Task goal
Find each line of the listing below that contains the word "every" and copy those lines.

Data provided
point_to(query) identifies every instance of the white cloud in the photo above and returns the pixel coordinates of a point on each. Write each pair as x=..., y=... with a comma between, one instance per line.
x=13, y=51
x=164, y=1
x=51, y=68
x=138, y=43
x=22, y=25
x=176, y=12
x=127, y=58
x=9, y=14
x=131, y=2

Result below
point_to(query) identifies every instance of the white cloud in the photo above and returns the pixel coordinates of a point on each. Write each pair as x=..., y=... with a comma between, one instance per line.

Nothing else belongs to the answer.